• _What is expected_: Retype only what runs from the line that contains "Keypoint placement for each instance of the undergrowth: set" through the last line of the listing below, both lines included.

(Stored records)
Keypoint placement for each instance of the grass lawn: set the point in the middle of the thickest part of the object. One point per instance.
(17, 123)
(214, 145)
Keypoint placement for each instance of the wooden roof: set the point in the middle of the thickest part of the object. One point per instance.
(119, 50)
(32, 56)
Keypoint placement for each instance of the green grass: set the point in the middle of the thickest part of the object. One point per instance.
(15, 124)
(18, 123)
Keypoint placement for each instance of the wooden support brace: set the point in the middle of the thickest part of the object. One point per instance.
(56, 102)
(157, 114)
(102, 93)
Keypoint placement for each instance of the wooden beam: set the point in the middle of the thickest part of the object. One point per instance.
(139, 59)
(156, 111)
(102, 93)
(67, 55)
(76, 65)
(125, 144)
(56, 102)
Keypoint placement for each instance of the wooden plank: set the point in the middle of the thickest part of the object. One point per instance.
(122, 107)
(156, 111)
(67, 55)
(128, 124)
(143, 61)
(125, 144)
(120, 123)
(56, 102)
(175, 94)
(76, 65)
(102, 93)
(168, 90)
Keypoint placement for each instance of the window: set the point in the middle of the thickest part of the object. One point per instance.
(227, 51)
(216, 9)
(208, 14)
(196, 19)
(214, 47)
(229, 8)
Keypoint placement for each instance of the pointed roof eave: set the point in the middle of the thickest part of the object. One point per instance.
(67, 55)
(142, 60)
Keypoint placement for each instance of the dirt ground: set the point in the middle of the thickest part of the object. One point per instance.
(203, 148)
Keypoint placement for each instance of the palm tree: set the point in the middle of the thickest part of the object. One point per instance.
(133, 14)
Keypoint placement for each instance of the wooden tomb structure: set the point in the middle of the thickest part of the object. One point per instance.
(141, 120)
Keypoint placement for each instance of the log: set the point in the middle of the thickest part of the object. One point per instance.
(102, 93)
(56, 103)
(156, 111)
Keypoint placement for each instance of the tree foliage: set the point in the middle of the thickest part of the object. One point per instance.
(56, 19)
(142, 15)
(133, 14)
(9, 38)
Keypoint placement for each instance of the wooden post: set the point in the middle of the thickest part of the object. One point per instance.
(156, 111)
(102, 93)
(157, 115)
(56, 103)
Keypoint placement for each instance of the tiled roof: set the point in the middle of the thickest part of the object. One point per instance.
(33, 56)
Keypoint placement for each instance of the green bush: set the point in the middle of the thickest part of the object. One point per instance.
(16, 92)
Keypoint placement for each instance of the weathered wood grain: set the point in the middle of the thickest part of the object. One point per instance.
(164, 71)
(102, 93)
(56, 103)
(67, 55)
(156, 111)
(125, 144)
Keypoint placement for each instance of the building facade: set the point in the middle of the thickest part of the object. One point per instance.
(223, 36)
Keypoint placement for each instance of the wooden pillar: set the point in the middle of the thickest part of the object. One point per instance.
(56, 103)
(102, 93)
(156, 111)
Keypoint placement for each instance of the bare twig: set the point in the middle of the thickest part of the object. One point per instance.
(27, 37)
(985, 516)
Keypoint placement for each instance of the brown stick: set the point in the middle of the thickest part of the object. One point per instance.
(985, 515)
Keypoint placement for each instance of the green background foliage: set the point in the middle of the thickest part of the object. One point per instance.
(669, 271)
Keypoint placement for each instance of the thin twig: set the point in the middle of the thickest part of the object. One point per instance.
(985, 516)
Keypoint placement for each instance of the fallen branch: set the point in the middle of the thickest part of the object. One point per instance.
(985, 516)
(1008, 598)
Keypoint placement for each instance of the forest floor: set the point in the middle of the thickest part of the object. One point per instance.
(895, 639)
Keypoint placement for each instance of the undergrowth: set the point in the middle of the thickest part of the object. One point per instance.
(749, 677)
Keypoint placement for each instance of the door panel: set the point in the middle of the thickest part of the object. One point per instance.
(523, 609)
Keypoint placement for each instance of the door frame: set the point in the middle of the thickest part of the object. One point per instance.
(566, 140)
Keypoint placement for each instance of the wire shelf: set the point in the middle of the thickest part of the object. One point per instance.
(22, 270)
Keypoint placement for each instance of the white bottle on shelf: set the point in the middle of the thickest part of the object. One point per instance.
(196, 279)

• _Correct output_:
Keypoint placement for each instance of the undergrowth: set the point in the middle of the thickest part of the object. One point per instance.
(749, 677)
Keypoint placement for each instance of the door panel: set the point in the middle of the thickest part of the object. One point per instance.
(523, 609)
Keypoint placement for each instance of the door frame: set the point in the middle of the thickest part of the object. One point per instance.
(566, 140)
Keypoint placement for each instance of the wire shelf: set the point in the middle of the thickest part of the object. One point per instance.
(22, 270)
Keypoint placement for each instance of the white bottle on shelf: set the point in the middle of the thickest part of the object. One point per instance.
(196, 279)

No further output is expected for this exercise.